TASKS TO CARRY OUT -
**A.** Transcribe everything from "## sparky.jp (May" down to "in the driveway." in the forum thread about smart meters, word for word.
**B.** Extend the forum thread about smart meters by writing what follows its last sentence.

I have no use for a SmartMeter, and will have nothing at all to do with the program. The bunk about the meters being surveillance devices is something that I will get into in another post, the HAN systems are entirely purchased by the customer and are not interactive with the utility in any way, except for the smart thermostats that are planned for the future and are voluntary, not mandatory.


----------



## sparky.jp (May 1, 2009)

I'll post an update on this since I have found out a bit more. I for certain do now have a smart meter on my house, and it is CONSTANTLY broadcasting 24/7/365 (which is not what they claim happens). How do I know this? Well, at night when I want to listen to talk radio on AM, some stations are almost wiped out by this 50% duty cycle, 5_-cycle (approximate), RF signals (so about every second, there is a 1/2-second pulse of RF which wipes out radio reception). I have lived with this for the past year or so, and finally mentally connected the dots so I performed an experiment to confirm my hunch.

I took a battery-powered AM radio outside and held it near the meter, and confirmed that the meter is definitely the source of the interference. It is most prevalent between 750-900 kHz. I can even pick it up on the car radio when the car is in the driveway.

The powers-that-be ( :no: oh, that hurts) have told us that these meters only broadcast once per day, for a short period. If that is true, why is my meter constantly broadcasting an RF signal? A signal that is radiating from the electrical power system in my house (as opposed to just being conducted down the wires) and being picked up by numerous battery-operated radios.

Well, for one thing, the meter needs to be in somewhat constant communication with any 'smart' devices in the house, so it can pass along signals to them. Example: 'Electric Water Heater - Turn off for the next 15 minutes', or possibly, 'Turn ON for the next 15 minutes' (in the case that the utility needs to consume excess supply from wind turbines that the FERC has recently mandated that the grid operators must accept even if they don't need the energy at that moment, stupid stupid stupid, it's hard enough to keep the electrical grid balanced with only variations in demand and now we're adding additional and uncontrollable variations on the supply side as well).

INFORMATION GIVEN -
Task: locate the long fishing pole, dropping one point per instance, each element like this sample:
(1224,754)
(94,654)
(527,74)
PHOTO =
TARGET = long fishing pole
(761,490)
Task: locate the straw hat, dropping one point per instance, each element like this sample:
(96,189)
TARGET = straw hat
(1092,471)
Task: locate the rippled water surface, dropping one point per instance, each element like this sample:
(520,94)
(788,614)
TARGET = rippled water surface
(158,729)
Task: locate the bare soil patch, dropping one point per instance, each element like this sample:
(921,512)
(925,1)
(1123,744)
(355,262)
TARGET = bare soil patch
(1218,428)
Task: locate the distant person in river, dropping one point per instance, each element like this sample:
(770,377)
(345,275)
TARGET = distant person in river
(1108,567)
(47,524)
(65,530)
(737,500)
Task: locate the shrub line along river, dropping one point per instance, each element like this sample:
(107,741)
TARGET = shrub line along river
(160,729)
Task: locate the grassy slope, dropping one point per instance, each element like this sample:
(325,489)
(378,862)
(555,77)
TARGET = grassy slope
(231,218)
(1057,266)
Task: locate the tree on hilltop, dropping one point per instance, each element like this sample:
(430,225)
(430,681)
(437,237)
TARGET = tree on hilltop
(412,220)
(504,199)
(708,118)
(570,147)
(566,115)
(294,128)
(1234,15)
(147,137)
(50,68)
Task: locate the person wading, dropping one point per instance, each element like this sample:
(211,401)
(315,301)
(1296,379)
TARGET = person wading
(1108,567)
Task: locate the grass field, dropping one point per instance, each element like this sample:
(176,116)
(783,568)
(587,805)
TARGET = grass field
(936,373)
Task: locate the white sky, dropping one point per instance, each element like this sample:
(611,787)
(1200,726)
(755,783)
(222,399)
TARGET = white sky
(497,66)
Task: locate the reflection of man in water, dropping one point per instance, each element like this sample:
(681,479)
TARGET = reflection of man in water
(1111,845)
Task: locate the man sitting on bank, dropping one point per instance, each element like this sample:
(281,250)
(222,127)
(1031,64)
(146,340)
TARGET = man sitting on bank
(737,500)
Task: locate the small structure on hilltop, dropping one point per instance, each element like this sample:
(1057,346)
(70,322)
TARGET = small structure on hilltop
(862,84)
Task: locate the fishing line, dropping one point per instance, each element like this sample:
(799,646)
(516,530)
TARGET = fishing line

OUTPUTS BY TASK -
**A.**
## sparky.jp (May 1, 2009)

I'll post an update on this since I have found out a bit more. I for certain do now have a smart meter on my house, and it is CONSTANTLY broadcasting 24/7/365 (which is not what they claim happens). How do I know this? Well, at night when I want to listen to talk radio on AM, some stations are almost wiped out by this 50% duty cycle, 5_-cycle (approximate), RF signals (so about every second, there is a 1/2-second pulse of RF which wipes out radio reception). I have lived with this for the past year or so, and finally mentally connected the dots so I performed an experiment to confirm my hunch.

I took a battery-powered AM radio outside and held it near the meter, and confirmed that the meter is definitely the source of the interference. It is most prevalent between 750-900 kHz. I can even pick it up on the car radio when the car is in the driveway.

**B.**
Also, somebody mentioned the need above for neighborhood repeaters - well guess what? Each meter IS a repeater - this system is designed such that each meter acts as part of a daisy-chain and can pass along (or pass through) information from your neighbor's house, and from the next house, and so on. This drastically reduces the amount of new equipment (other than the meters themselves) which need to be installed on the utility side. This works well in urban areas where houses are close to each other, but out in the sticks? Probably not so well. But that's not my problem.

I fully expect smart meters to be in widespread use within the next 5-7 years. The next step is for the EPA, under the guise of energy efficiency requirements, to mandate that all new houses, and all existing houses when they change hands, to have the latest "energy star" (ie smart-meter-compliant) appliances installed. It will provide countless additional profits for the appliance manufacturers, much like the mandate to obsolete analog TV broadcasts did for the TV manufacturers. But of course we will be "saving the planet" as we throw away millions of perfectly-working appliances.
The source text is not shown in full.